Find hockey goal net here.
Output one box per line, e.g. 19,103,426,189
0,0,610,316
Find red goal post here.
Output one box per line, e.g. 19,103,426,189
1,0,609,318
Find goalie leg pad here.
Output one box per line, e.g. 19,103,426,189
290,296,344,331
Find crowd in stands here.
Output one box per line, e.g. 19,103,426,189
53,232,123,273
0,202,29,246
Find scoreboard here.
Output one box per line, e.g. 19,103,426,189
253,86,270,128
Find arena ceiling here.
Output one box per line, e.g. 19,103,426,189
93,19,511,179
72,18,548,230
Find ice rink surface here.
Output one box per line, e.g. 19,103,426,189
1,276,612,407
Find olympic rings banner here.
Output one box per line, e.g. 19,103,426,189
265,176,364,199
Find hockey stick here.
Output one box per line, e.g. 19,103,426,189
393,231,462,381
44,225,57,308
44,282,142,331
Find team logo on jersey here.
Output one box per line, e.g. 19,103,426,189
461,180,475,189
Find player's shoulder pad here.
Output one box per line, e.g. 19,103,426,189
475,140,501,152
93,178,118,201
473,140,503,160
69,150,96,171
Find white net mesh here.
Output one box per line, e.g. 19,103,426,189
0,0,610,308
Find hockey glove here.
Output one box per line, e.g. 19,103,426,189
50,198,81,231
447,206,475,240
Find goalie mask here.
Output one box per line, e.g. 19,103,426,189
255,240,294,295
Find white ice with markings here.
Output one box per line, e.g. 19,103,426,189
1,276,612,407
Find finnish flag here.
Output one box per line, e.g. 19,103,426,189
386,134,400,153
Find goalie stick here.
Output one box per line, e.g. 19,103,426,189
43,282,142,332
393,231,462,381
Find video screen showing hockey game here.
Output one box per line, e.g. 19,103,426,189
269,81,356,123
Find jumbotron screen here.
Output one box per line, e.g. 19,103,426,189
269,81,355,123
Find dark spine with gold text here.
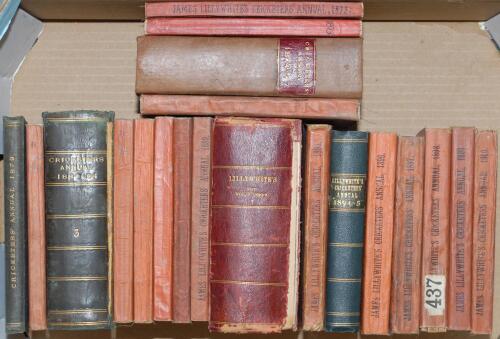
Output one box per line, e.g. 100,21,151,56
43,111,113,330
3,116,28,334
325,130,368,333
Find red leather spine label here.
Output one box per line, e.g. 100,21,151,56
471,130,497,335
302,125,330,331
448,127,474,331
27,125,47,331
278,38,315,96
420,128,451,332
361,132,398,335
209,118,301,333
133,119,155,323
113,120,134,323
390,136,424,334
153,117,174,321
172,118,193,323
190,117,212,321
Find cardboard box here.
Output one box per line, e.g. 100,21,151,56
6,2,500,339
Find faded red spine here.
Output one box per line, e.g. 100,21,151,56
27,125,47,331
133,119,155,323
172,118,193,323
390,136,424,334
153,117,174,321
140,95,360,121
190,117,212,321
145,2,364,18
448,127,474,331
113,120,135,323
146,18,362,37
471,130,497,335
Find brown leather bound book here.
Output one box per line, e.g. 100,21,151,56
140,95,360,121
471,130,497,335
136,36,362,99
448,127,475,331
173,118,193,323
209,117,302,333
419,128,451,333
26,125,47,331
361,132,397,335
153,117,174,321
191,117,212,322
390,136,424,334
145,2,364,18
113,120,135,323
302,125,330,331
133,119,155,323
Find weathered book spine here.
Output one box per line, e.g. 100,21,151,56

▶ [Problem]
Produce the entries above once more, exactly as given, with each picture left out.

▶ [Written solution]
Find hockey goal net here.
Output one box per line, e.g. 19,103,426,189
0,0,610,316
Find red goal post here.
Output one box per line, e.g. 19,103,426,189
1,0,609,318
Find goalie leg pad here.
Output one box per line, e.g. 19,103,426,189
290,296,344,331
Find crowd in stands here.
Output one box per line, e.g. 19,103,426,189
53,232,123,273
0,202,29,246
Find scoreboard here.
Output one box per line, e.g. 19,103,426,189
253,86,270,128
Find arena ceiling here.
Output one box per line, e.g. 19,103,426,189
93,19,511,179
72,18,548,230
Find ice rink surface here.
Output one box per line, e.g. 19,103,426,189
1,276,612,407
Find olympic rings banner here.
Output one box per line, e.g. 19,103,426,189
265,176,364,199
Find hockey stick here.
Output one box per line, e.g. 19,103,426,189
393,231,462,381
44,225,57,308
44,282,142,331
Find team logo on jersey here.
Output one box per line, e.g. 19,103,426,189
461,180,475,189
Find player's shoulder pad here.
Output one box per line, e.g. 19,103,426,189
475,140,501,152
93,178,118,201
473,140,503,160
69,150,96,171
Find white net mesh here.
Output one box per line, e.g. 19,103,426,189
0,0,610,308
Find hockey glove here.
Output one box per line, e.g. 19,103,426,189
50,198,81,231
447,206,475,240
Find goalie mask here.
Output one box per line, e.g. 19,103,426,189
255,240,294,295
Find white ice with markings here.
Output one box per line, e.g. 19,103,426,189
1,276,612,407
Find finnish flag here.
Output one box per line, e.g. 19,103,426,189
386,134,400,153
Find goalie stick here.
Output one box per line, e.g. 19,103,426,189
43,282,142,332
393,231,462,381
Find video screen showing hockey game here.
Output one box per line, e.g. 19,103,426,189
269,81,356,123
Find jumbotron screen here.
Output one box per line, e.g. 19,103,426,189
269,81,355,123
Find dark spine with gold text here.
Output one box per line, e.g. 100,21,151,56
43,111,113,330
3,116,28,334
325,130,368,333
Find red leather spine label here.
Output one box per line, e.g. 100,21,151,56
471,130,497,335
302,125,330,331
448,127,474,331
27,125,47,331
278,38,315,96
420,128,451,332
361,132,398,335
209,118,301,333
133,119,155,323
113,120,134,323
390,136,424,334
153,117,174,321
172,118,193,323
190,117,212,321
Find cardboard box here.
Output one box per line, e.g. 100,21,151,56
6,2,500,339
Find faded red spine here.
Output one box per line, e.g. 100,21,151,56
27,125,47,331
133,119,155,323
172,118,193,323
390,136,424,334
153,117,174,321
140,95,360,121
190,117,212,321
145,2,364,18
448,127,474,331
113,120,135,323
146,18,362,37
471,130,497,335
Find brown leather bound book here.
Output one box per line, e.g. 100,21,151,56
140,95,360,121
471,130,497,335
136,36,362,99
448,127,475,331
173,118,193,323
209,117,302,333
419,128,451,333
26,125,47,331
361,132,397,335
153,117,174,321
191,117,212,322
390,136,424,334
145,2,364,18
113,120,135,323
302,125,330,331
133,119,155,323
Find weathered book spine here.
Output one box per line, e.g. 100,21,151,56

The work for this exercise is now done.